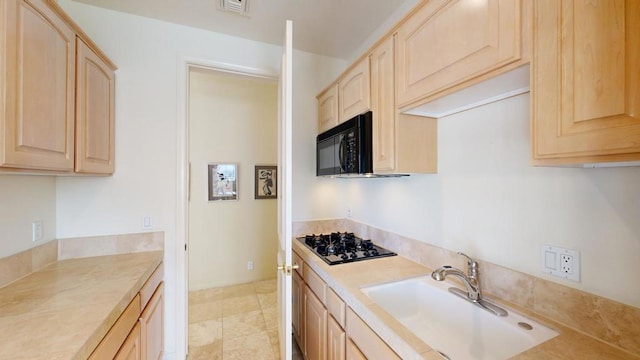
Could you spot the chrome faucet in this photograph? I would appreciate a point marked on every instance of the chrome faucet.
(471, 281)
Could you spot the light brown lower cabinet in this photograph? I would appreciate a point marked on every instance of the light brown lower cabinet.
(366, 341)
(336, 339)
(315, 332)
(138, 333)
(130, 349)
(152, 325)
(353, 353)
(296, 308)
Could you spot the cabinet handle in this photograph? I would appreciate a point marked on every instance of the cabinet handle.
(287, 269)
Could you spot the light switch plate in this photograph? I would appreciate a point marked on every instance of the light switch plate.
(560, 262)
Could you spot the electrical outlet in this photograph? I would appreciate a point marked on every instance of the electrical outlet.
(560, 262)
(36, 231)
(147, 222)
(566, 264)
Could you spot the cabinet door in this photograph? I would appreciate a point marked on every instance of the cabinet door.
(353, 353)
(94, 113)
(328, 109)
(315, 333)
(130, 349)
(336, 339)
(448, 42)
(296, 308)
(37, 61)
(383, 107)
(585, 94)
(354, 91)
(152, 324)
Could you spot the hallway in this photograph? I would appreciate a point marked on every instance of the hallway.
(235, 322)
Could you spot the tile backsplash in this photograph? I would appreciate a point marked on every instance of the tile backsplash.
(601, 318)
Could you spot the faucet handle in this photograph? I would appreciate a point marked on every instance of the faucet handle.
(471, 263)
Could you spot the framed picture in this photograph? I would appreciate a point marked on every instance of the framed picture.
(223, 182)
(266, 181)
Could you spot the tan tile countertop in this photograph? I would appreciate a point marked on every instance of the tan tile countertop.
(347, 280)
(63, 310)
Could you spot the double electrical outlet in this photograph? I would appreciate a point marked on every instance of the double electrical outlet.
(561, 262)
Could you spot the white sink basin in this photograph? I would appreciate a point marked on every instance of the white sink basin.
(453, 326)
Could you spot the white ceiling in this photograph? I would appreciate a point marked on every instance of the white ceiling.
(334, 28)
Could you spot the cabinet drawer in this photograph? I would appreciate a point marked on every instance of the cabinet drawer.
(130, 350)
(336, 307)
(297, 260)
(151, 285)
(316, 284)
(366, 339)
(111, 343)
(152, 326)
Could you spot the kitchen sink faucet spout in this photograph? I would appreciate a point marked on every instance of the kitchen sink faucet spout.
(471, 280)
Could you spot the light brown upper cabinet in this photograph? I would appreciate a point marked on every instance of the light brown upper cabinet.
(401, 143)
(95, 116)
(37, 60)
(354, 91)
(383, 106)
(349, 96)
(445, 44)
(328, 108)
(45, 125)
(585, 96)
※
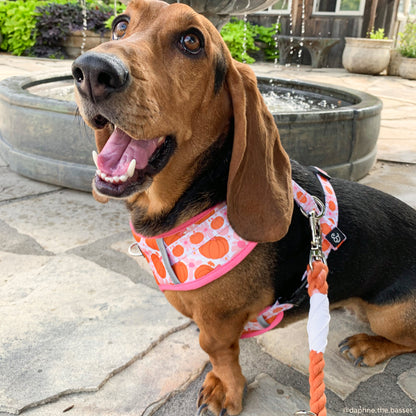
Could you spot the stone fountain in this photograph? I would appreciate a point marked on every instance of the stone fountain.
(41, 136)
※
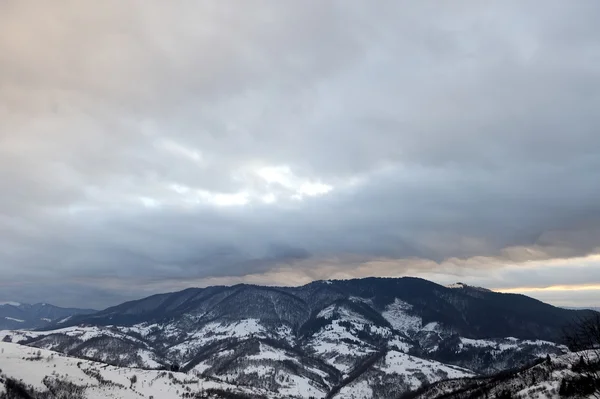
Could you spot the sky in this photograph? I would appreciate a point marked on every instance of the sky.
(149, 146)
※
- _TASK TO CARRY OUT_: Pull out each line from the records above that contains the string "brown". Matching is case-sensitive.

- _REPLY TO THE EXERCISE_:
Could you spot the light brown lower cabinet in this photograph? I would appreciate a point marked on every instance of the light brown lower cabinet.
Could you spot the light brown upper cabinet in this photograph? I would appreciate a point marked on every instance of the light brown upper cabinet.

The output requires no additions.